PROMPT ->
Which of the lines below contain the word "spot", with case counting? Gather each of those lines in full.

+++ RECORDS PROVIDED

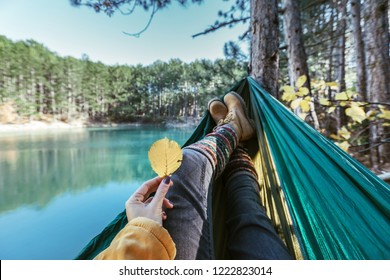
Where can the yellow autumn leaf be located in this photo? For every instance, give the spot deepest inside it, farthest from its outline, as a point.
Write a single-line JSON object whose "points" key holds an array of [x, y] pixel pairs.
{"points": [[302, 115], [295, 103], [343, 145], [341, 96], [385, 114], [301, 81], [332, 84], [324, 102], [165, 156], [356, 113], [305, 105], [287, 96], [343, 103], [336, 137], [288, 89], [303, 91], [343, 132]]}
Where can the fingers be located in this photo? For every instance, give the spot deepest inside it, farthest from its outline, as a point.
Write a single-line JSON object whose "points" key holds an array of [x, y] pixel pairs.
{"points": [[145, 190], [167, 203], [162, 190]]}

++++++
+++ RECORDS PROVIDED

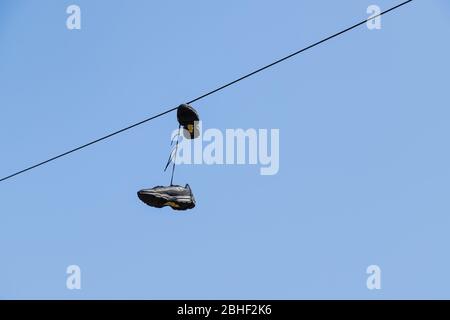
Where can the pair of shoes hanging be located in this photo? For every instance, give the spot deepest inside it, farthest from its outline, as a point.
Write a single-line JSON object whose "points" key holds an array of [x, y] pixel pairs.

++++++

RESPONSE ->
Where can the yellow autumn leaf be located in this photo? For every instance, give the spot deepest inside it, farthest from its outline, as a point.
Where can the fingers be located in this photo? For every instance, give the spot deepest inside it, farthest from its outline, as a point.
Where can the pair of shoes hanging be located in this photo? For every instance, give the spot deepest inside it, farthest from its outline, as a point.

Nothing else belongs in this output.